Task prompt. Of the lines listed below, return exactly those that run from the line containing "Target: camera microphone" through the line containing "Return one point per instance of the rainbow banner, each", both included.

Record extracts.
# # # # # # #
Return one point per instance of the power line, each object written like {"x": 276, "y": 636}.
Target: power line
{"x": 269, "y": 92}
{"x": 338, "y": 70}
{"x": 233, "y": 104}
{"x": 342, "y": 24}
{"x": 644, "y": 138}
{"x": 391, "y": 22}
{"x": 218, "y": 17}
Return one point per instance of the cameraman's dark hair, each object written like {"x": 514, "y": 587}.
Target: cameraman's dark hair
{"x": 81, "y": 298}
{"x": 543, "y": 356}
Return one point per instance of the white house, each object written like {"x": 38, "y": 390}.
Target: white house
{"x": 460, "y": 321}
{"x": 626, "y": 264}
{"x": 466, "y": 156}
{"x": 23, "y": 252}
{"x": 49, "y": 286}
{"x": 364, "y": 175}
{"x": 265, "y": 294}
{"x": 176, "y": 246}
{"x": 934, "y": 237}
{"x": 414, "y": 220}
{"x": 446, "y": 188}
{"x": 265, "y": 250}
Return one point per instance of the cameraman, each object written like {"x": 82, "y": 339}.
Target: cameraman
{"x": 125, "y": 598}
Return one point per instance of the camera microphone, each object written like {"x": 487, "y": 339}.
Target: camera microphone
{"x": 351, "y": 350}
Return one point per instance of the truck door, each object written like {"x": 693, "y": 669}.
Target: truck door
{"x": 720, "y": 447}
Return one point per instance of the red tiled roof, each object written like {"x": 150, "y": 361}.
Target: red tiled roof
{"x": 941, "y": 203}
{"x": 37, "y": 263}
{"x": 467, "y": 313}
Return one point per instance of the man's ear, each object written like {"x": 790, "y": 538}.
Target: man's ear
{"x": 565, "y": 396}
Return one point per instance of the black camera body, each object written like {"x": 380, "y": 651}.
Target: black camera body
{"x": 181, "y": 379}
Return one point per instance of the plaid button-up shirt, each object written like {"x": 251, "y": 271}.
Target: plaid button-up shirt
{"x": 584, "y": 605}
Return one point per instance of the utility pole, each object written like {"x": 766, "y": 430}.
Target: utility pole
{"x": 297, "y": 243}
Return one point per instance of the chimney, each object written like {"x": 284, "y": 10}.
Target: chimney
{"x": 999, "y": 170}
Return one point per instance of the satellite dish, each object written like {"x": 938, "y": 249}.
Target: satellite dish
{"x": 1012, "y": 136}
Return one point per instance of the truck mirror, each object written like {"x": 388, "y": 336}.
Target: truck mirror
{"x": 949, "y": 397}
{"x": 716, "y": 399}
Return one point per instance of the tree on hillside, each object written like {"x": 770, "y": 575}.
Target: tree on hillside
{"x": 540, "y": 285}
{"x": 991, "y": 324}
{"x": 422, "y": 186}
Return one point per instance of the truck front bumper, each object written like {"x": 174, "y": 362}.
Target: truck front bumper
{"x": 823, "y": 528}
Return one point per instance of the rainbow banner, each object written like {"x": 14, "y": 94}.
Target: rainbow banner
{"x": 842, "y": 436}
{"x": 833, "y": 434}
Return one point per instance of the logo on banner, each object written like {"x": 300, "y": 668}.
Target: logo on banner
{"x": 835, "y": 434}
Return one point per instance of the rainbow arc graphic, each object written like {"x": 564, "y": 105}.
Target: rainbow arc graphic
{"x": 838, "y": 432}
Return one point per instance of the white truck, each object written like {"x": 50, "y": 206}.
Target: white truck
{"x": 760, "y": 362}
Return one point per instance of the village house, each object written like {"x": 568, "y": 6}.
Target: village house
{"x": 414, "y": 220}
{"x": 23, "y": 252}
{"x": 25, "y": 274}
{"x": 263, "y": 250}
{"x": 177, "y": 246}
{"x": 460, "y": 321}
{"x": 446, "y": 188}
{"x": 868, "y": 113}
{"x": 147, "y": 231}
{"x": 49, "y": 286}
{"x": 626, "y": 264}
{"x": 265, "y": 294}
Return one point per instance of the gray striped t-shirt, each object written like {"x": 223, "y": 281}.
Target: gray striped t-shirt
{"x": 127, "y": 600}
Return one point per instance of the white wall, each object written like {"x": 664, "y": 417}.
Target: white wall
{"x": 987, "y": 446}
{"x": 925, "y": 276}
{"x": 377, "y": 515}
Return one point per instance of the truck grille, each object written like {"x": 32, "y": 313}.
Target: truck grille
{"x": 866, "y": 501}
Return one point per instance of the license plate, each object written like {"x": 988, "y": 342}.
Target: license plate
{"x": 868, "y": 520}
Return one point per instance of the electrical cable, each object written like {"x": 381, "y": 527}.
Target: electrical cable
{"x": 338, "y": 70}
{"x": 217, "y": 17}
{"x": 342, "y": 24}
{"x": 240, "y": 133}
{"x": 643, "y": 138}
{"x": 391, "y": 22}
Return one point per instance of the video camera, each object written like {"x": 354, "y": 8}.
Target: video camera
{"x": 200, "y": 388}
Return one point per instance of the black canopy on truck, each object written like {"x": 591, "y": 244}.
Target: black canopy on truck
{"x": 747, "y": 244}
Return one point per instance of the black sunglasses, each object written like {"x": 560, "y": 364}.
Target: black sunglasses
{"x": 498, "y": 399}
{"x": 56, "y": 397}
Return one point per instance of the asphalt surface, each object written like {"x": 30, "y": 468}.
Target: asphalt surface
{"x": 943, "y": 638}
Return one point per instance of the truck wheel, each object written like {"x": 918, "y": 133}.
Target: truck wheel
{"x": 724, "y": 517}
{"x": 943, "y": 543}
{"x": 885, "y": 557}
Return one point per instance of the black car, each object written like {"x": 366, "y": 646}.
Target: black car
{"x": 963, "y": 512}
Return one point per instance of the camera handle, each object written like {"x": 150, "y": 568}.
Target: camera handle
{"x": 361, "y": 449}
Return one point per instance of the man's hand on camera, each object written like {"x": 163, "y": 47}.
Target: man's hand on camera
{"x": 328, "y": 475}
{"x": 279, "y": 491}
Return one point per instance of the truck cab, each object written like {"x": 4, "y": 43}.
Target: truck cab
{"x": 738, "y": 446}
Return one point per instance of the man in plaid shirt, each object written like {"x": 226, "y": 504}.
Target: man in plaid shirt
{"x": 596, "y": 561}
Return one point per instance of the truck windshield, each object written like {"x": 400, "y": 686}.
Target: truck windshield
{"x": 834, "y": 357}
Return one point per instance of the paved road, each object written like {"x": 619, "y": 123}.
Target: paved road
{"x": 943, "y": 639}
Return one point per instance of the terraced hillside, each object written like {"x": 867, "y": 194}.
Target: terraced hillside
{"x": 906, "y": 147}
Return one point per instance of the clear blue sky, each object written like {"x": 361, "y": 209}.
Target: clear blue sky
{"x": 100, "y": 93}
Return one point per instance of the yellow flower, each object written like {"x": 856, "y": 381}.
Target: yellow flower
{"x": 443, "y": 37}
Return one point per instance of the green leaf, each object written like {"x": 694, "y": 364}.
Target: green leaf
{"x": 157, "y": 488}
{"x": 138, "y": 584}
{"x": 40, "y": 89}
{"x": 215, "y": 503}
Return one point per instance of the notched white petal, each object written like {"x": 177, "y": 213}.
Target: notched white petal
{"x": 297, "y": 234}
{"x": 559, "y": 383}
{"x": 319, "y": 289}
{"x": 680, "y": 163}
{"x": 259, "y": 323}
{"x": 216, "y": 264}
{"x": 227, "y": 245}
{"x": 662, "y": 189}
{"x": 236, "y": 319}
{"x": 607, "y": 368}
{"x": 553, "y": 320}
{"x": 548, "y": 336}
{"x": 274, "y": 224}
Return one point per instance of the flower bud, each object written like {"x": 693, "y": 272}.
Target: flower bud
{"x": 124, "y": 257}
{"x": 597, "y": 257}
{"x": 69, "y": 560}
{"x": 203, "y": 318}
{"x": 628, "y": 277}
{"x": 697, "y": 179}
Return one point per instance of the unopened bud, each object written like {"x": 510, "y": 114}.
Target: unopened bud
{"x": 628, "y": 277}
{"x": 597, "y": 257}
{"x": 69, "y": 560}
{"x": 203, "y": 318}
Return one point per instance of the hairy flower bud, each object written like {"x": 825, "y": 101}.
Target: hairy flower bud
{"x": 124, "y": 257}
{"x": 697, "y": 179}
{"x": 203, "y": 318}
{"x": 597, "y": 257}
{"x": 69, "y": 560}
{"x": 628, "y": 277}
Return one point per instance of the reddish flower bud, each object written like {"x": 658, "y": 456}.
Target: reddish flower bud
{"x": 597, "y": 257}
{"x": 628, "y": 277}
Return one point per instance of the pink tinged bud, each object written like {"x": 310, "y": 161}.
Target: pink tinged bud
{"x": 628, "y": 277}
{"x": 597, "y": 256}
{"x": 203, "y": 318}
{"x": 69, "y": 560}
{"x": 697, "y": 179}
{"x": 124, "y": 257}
# # # # # # #
Answer below.
Target: camera microphone
{"x": 351, "y": 350}
Return one point per instance of the truck door, each object written like {"x": 693, "y": 669}.
Target: truck door
{"x": 720, "y": 447}
Return one point per instance of the red tiled roof, each object written like {"x": 150, "y": 361}.
Target: red tiled roof
{"x": 941, "y": 203}
{"x": 37, "y": 263}
{"x": 467, "y": 313}
Return one point per instance of the man's ear, each object written like {"x": 790, "y": 538}.
Target: man's ear
{"x": 565, "y": 396}
Return one point per instance of the black camera body, each object written like {"x": 380, "y": 651}.
Target: black camera body
{"x": 181, "y": 379}
Return one point per instance of the plaid button-up shirt, each object written like {"x": 251, "y": 271}.
Target: plaid button-up shirt
{"x": 584, "y": 605}
Return one point per instance of the utility pole, each object written like {"x": 766, "y": 430}.
Target: utility pole
{"x": 297, "y": 243}
Return one point per instance of the chimney, each object written like {"x": 284, "y": 10}.
Target: chimney
{"x": 999, "y": 170}
Return one point per instance of the satellite dish, each object written like {"x": 938, "y": 249}.
Target: satellite dish
{"x": 1012, "y": 136}
Return one point per instance of the truck mirror, each object written like {"x": 388, "y": 336}.
Target: truck mirror
{"x": 949, "y": 397}
{"x": 716, "y": 399}
Return one point per instance of the tree on hillside, each object written like {"x": 770, "y": 575}.
Target: tree on hillside
{"x": 540, "y": 285}
{"x": 991, "y": 324}
{"x": 422, "y": 186}
Return one point per instance of the truck front bumper, each object written like {"x": 174, "y": 362}.
Target: truck front bumper
{"x": 823, "y": 528}
Return one point per instance of the rainbow banner, each object written like {"x": 14, "y": 94}.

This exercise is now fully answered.